___ Data supplied ___

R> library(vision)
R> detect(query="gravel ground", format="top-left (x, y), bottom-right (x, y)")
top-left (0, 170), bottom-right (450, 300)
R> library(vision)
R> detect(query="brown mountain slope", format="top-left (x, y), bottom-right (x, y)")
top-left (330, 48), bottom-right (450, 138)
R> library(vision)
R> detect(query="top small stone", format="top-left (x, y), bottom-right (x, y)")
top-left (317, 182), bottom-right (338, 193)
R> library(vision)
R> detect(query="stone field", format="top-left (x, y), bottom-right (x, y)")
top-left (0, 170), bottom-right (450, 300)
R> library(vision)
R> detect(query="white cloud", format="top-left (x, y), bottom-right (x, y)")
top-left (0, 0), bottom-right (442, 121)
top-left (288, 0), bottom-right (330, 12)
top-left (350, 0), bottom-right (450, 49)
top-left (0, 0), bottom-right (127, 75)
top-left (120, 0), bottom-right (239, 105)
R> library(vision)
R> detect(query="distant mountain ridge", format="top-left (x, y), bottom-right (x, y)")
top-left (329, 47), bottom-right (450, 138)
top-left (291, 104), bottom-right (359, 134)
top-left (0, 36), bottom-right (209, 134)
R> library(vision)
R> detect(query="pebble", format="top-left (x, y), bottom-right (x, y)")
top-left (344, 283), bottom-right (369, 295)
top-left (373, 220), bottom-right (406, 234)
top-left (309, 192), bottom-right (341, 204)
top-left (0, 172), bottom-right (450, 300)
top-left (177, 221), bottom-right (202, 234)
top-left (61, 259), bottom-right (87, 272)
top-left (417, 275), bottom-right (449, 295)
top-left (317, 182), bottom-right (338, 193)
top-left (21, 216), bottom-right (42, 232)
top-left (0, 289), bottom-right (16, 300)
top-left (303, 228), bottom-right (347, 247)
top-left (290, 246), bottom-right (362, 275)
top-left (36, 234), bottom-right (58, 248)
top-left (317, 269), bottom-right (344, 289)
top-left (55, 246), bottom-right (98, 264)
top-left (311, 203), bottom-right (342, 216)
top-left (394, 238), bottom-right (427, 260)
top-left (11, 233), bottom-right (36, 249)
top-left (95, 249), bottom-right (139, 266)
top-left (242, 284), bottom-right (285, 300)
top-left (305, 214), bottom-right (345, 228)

___

Aim of the task: Convert the records into a JSON list of strings with one string per line and no blank lines. Begin at the first line of the records and stop after the line that contains "top-left (330, 48), bottom-right (450, 138)", including both.

Task output:
[
  "R> library(vision)",
  "R> detect(query=\"gravel ground\", format=\"top-left (x, y), bottom-right (x, y)\")",
  "top-left (0, 170), bottom-right (450, 300)",
  "R> library(vision)",
  "R> detect(query=\"brown mountain slope\", format=\"top-left (x, y), bottom-right (x, y)\")",
  "top-left (330, 48), bottom-right (450, 138)"
]